All lines below are to be output exactly as they stand.

╭──

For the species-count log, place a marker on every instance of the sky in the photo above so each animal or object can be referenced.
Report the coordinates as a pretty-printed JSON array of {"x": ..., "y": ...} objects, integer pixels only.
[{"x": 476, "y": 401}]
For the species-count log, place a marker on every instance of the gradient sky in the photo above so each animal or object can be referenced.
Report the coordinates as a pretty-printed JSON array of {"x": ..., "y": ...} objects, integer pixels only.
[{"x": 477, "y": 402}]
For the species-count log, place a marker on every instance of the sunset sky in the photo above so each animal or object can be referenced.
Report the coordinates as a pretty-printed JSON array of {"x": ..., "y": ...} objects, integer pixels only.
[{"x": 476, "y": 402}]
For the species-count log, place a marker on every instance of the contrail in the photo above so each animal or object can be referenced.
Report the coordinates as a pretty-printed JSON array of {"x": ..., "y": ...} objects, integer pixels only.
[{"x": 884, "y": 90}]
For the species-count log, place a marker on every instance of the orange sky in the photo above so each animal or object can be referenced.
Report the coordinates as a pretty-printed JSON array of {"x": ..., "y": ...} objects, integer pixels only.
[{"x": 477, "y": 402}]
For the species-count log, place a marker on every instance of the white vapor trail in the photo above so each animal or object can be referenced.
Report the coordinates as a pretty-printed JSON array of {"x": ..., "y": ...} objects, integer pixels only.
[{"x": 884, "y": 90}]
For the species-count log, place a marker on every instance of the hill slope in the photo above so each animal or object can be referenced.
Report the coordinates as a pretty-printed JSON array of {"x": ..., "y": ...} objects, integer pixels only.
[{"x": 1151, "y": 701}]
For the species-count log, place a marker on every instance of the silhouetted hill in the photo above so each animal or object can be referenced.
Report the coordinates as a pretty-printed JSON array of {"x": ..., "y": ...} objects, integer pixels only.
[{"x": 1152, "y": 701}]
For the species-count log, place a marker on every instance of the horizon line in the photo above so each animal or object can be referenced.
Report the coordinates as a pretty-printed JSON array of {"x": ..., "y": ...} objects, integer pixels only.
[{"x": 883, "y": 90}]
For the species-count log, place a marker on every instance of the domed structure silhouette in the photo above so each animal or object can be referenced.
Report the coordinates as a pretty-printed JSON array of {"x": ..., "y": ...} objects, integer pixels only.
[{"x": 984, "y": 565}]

╰──

Written response
For the species-count log, place a marker on every instance of the sky in the photo above so each animal or object can be referenced.
Report the coordinates as a pretty-printed JSON array of {"x": ..., "y": ...} objects, integer pixels only.
[{"x": 476, "y": 401}]
For the species-count log, place a marker on every instance of the gradient sky in the photo above so each animal or object can be referenced.
Report the coordinates as a pretty-printed JSON array of {"x": ..., "y": ...} objects, integer pixels only.
[{"x": 477, "y": 402}]
For the species-count log, place a marker on every instance of the sunset sky in the photo above so each animal or object can be referenced.
Report the coordinates as a pretty-printed JSON array of {"x": ..., "y": ...} objects, integer pixels only.
[{"x": 476, "y": 402}]
For the species-count log, place a marker on every instance of the contrail in the photo above so each animal or object can be referenced.
Report the coordinates as a pretty-printed JSON array of {"x": ..., "y": ...} objects, integer pixels only.
[{"x": 884, "y": 90}]
For the species-count log, place a marker on every instance of the orange sky in the photo above so each animal or object can be referenced.
Report the coordinates as a pretty-printed JSON array of {"x": ..., "y": ...} objects, integer pixels only.
[{"x": 477, "y": 402}]
For the species-count log, place a marker on every instance of the white vapor trail in the photo above so each animal or object can be referenced.
Report the coordinates as a pretty-printed JSON array of {"x": ..., "y": ...} objects, integer pixels only.
[{"x": 884, "y": 90}]
For the species-count log, place a marker on every instance of the hill slope in the photo above so each animal or object can be referenced.
Report the coordinates as a pretty-printed JSON array of {"x": ..., "y": ...} objects, integer pixels only.
[{"x": 1151, "y": 701}]
For the species-count log, place a marker on every instance of the silhouetted hill in the photo above so each animal or object can be referenced.
Report the coordinates as a pretty-printed JSON array of {"x": ..., "y": ...} objects, integer pixels only.
[{"x": 1152, "y": 701}]
For the species-count log, place a marker on every instance of the horizon line in the photo above so each animal or object can be referenced.
Report the coordinates as a pretty-printed JSON array of {"x": ..., "y": ...} objects, integer pixels only.
[{"x": 883, "y": 90}]
For the species-count log, place a marker on every instance of the domed structure silhouette in the photo above so each animal or object can be referenced.
Report the coordinates as a pretty-printed JSON array of {"x": ..., "y": ...} objects, integer pixels only.
[{"x": 984, "y": 565}]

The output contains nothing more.